[Object position labeling entries]
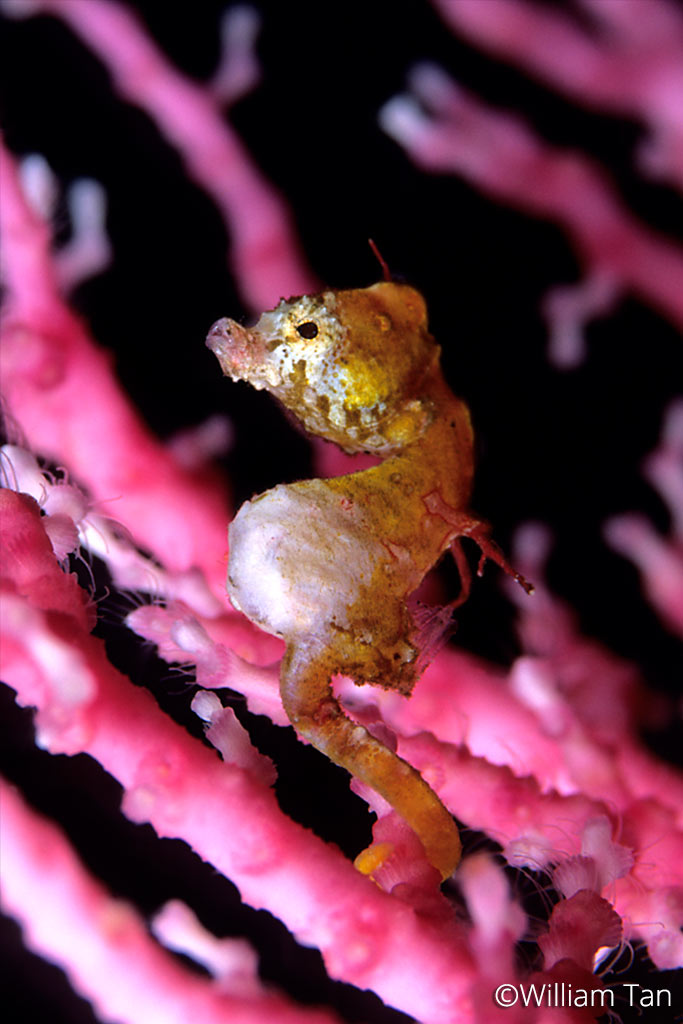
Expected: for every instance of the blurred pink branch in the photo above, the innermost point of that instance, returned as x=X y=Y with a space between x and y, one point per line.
x=264 y=250
x=104 y=945
x=626 y=64
x=658 y=558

▶ **Task details**:
Quote the material exactly. Pictures stay out.

▶ **Answer for the task**:
Expected: for every instance of the blurred pink branch in the photo above, the innermost point of that instance, returned as x=X y=Y with a space between x and y, one point per line.
x=264 y=250
x=104 y=945
x=626 y=64
x=658 y=558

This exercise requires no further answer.